-- Written instruction --
Extract every line of the material that contains the word "monitor", treating uppercase and lowercase as different.

(Lines of data)
_ _ _ _ _ _ _

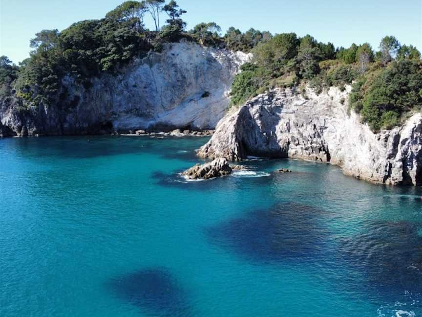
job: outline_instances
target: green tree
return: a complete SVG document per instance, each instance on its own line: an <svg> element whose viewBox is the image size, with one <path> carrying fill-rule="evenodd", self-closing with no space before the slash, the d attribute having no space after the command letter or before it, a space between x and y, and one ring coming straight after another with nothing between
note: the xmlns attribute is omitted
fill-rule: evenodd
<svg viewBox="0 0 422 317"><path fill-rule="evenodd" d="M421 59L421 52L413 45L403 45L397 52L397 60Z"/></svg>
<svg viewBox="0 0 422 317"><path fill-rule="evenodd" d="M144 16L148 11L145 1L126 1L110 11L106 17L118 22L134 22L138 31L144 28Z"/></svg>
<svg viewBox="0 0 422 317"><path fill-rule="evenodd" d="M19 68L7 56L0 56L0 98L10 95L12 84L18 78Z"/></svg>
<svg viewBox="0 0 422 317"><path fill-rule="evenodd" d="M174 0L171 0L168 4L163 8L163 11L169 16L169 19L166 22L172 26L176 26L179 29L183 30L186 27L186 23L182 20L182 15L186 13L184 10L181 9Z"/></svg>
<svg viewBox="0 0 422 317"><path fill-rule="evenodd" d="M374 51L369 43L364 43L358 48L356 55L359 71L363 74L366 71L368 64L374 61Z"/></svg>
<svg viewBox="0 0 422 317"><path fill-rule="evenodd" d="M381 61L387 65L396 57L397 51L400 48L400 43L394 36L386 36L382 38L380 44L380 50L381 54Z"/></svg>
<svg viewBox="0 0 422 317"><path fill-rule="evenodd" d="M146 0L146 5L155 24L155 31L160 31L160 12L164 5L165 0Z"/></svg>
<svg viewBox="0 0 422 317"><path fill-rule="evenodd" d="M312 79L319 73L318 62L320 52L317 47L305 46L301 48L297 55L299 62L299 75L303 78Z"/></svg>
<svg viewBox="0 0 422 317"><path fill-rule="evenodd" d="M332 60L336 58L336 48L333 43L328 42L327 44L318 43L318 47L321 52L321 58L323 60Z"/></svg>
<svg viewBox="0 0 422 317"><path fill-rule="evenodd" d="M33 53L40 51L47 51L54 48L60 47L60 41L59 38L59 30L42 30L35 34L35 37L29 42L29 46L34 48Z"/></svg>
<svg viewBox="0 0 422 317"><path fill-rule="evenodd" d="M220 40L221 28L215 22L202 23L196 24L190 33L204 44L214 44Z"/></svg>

_ _ _ _ _ _ _

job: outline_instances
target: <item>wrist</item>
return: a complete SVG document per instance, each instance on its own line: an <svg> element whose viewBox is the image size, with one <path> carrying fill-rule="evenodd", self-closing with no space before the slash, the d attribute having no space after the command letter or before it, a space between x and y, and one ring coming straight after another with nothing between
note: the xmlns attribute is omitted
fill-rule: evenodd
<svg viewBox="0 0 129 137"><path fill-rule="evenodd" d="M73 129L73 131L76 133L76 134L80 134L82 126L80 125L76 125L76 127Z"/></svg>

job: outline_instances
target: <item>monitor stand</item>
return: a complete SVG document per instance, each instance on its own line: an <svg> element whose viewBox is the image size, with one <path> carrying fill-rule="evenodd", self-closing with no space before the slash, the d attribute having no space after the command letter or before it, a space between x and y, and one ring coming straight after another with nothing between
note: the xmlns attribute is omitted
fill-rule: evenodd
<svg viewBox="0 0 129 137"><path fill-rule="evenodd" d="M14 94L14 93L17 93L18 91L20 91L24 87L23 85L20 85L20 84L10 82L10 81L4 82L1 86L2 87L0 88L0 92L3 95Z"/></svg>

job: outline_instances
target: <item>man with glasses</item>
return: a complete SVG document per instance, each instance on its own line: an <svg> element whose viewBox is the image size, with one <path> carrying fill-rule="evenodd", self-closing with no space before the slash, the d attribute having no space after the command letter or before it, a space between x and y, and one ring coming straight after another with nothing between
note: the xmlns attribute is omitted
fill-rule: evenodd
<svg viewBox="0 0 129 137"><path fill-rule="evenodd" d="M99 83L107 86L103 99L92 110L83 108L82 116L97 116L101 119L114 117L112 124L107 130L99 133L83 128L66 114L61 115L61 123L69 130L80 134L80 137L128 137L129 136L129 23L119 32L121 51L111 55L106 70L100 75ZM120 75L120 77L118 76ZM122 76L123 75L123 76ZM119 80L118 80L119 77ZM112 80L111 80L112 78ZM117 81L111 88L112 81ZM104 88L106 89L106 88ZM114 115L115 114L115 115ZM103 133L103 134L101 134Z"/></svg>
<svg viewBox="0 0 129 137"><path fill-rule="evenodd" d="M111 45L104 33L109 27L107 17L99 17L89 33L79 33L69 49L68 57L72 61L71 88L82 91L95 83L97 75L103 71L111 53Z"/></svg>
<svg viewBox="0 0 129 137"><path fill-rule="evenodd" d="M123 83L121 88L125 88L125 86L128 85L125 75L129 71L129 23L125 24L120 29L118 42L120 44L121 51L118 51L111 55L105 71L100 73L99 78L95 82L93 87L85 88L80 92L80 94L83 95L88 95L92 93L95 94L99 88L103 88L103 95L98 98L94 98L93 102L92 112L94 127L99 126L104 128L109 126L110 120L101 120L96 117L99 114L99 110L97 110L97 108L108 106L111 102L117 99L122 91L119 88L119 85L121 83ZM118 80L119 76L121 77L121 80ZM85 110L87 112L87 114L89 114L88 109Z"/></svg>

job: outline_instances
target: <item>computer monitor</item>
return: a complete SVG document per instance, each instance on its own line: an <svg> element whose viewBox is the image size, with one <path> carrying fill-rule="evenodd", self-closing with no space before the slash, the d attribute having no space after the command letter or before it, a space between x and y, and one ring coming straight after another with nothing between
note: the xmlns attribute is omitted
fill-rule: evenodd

_ _ _ _ _ _ _

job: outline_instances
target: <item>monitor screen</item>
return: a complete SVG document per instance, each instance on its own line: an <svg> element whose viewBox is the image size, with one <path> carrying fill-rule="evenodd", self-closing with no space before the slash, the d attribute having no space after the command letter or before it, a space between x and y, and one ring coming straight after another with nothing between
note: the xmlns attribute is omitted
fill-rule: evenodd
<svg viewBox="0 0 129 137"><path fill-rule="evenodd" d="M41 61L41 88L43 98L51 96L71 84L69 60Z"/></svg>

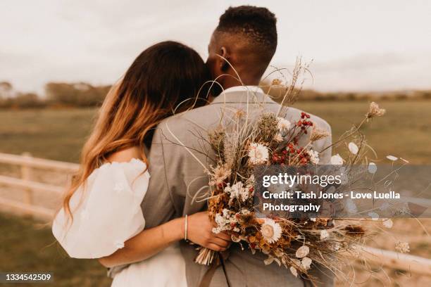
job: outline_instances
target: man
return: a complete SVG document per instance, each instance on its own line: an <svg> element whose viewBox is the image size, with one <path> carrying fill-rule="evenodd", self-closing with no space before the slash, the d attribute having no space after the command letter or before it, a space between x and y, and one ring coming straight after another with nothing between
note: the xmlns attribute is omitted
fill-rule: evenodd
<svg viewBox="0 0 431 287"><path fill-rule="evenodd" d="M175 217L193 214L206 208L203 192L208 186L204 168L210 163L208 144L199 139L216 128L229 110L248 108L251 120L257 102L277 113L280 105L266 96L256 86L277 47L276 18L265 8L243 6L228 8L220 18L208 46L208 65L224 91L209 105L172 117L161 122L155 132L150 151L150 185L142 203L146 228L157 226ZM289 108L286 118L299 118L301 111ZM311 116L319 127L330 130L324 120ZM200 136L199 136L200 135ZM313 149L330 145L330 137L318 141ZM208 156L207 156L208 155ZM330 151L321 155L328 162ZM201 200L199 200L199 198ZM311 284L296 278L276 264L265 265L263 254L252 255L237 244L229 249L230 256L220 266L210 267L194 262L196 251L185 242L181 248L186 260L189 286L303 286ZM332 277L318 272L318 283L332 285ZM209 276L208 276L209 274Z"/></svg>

_ _ _ _ _ _ _

-- Exercise response --
target: <item>monitor stand</item>
target: <item>computer monitor</item>
target: <item>monitor screen</item>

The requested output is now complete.